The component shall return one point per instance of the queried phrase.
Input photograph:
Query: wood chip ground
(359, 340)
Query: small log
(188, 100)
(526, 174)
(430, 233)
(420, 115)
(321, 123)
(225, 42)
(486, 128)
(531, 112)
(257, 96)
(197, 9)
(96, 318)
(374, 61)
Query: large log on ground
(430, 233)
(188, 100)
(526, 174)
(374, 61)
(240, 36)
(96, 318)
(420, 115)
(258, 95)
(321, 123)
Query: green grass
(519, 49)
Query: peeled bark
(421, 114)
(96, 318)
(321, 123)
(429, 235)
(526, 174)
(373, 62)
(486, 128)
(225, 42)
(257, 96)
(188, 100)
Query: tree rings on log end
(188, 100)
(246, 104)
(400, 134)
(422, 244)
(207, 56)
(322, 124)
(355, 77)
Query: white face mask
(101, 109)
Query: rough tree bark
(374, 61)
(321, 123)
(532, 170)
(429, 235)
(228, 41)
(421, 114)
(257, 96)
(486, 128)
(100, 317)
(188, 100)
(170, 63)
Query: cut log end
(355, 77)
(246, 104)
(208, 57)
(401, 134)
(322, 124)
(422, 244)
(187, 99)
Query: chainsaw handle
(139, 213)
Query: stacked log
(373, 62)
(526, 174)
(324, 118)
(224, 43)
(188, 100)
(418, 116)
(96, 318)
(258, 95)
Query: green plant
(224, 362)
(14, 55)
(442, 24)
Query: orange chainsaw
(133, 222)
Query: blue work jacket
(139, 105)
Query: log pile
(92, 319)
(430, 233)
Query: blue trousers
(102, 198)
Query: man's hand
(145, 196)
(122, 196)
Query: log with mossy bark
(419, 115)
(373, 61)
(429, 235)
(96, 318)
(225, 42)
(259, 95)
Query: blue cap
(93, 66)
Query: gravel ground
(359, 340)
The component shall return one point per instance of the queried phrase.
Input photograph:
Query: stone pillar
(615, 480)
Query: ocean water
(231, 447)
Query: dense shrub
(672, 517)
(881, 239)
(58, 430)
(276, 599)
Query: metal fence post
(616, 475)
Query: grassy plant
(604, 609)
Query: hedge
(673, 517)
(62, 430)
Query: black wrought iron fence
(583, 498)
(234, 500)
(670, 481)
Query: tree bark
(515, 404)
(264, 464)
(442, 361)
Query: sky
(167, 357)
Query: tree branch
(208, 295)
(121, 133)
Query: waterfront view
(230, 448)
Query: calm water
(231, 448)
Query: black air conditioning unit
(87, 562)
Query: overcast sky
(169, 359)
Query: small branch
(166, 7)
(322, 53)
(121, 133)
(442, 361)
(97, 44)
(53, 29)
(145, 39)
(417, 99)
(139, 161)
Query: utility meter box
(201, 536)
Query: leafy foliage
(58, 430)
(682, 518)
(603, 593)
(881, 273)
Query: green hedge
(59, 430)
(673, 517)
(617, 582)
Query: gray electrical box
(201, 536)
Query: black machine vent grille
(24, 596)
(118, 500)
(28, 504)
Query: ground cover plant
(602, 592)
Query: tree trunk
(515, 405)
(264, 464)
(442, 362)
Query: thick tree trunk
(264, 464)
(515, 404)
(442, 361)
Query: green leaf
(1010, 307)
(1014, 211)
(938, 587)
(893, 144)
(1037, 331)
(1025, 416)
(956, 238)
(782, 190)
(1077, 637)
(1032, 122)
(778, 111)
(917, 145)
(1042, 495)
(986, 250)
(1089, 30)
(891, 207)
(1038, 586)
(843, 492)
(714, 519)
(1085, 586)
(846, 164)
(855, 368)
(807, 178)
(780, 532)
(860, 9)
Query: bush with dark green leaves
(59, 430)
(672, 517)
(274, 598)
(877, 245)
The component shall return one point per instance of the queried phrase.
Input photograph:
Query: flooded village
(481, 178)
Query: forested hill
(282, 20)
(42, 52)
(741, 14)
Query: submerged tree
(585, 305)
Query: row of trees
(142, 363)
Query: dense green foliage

◆ EXERCISE INSTRUCTIONS: The expected output is every record, repeated exactly.

◆ SOLUTION TO THE EXERCISE:
The component shall return one point per instance of the queried phrase.
Input photograph:
Query: wood chip ground
(359, 340)
Query: small log
(188, 100)
(526, 174)
(430, 233)
(420, 115)
(321, 123)
(225, 42)
(486, 128)
(531, 112)
(257, 96)
(197, 9)
(96, 318)
(374, 61)
Query: large log on ground
(430, 233)
(188, 100)
(526, 174)
(374, 61)
(240, 36)
(96, 318)
(420, 115)
(258, 95)
(321, 123)
Query: green grass
(519, 49)
Query: peeled bark
(421, 114)
(96, 318)
(321, 123)
(429, 235)
(526, 174)
(373, 62)
(486, 128)
(225, 42)
(257, 96)
(188, 100)
Query: tree rings on log end
(188, 100)
(246, 104)
(400, 134)
(422, 244)
(207, 56)
(322, 124)
(355, 77)
Query: white face mask
(101, 109)
Query: rough tree bark
(374, 61)
(321, 123)
(532, 170)
(429, 235)
(228, 41)
(421, 114)
(257, 96)
(486, 128)
(100, 317)
(188, 100)
(170, 63)
Query: cut log end
(355, 77)
(246, 104)
(208, 57)
(401, 134)
(322, 124)
(422, 244)
(187, 99)
Query: chainsaw handle
(139, 213)
Query: stacked log
(373, 62)
(526, 174)
(324, 118)
(224, 43)
(188, 100)
(418, 116)
(96, 318)
(258, 95)
Query: green plant
(224, 362)
(14, 55)
(442, 24)
Query: orange chainsaw
(133, 222)
Query: blue work jacket
(139, 105)
Query: log pile
(92, 319)
(430, 233)
Query: blue trousers
(102, 198)
Query: man's hand
(145, 196)
(122, 196)
Query: log with mossy bark
(419, 115)
(373, 61)
(429, 235)
(96, 318)
(225, 42)
(259, 95)
Query: blue cap
(93, 66)
Query: gravel ground
(359, 340)
The component shall return one point per instance of the queried phrase.
Input photograph:
Query: stone pillar
(615, 480)
Query: ocean water
(231, 447)
Query: dense shrub
(672, 517)
(881, 239)
(58, 430)
(276, 599)
Query: metal fence post
(616, 475)
Query: grassy plant
(604, 609)
Query: hedge
(673, 517)
(62, 430)
Query: black wrought iron fence
(583, 498)
(234, 500)
(670, 481)
Query: tree bark
(515, 404)
(264, 464)
(442, 361)
Query: sky
(167, 357)
Query: tree branch
(208, 295)
(121, 133)
Query: waterfront view
(230, 448)
Query: calm water
(231, 448)
Query: black air conditioning unit
(87, 562)
Query: overcast sky
(169, 359)
Query: small branch
(166, 7)
(322, 53)
(121, 133)
(442, 361)
(97, 44)
(53, 29)
(145, 39)
(417, 99)
(139, 161)
Query: utility meter box
(201, 536)
Query: leafy foliage
(58, 430)
(682, 518)
(603, 593)
(881, 273)
Query: green hedge
(59, 430)
(673, 517)
(617, 582)
Query: gray electrical box
(201, 536)
Query: black machine vent grille
(24, 596)
(118, 500)
(28, 504)
Query: ground cover plant
(602, 592)
Query: tree trunk
(515, 405)
(264, 464)
(442, 362)
Query: thick tree trunk
(264, 464)
(515, 404)
(442, 361)
Query: green leaf
(1010, 307)
(1014, 211)
(938, 587)
(893, 144)
(1037, 331)
(1025, 416)
(956, 238)
(782, 190)
(1077, 637)
(1032, 122)
(778, 111)
(917, 145)
(1042, 495)
(986, 250)
(1089, 30)
(891, 207)
(1038, 586)
(843, 492)
(714, 519)
(1085, 586)
(846, 164)
(855, 368)
(807, 178)
(780, 532)
(860, 9)
Query: bush with dark green leaves
(59, 430)
(672, 517)
(274, 598)
(877, 245)
The component shall return one point per instance of the queried phrase.
Input photograph:
Query: flooded village
(481, 178)
Query: forested hill
(282, 20)
(42, 52)
(741, 14)
Query: submerged tree
(585, 305)
Query: row of trees
(142, 363)
Query: dense green foliage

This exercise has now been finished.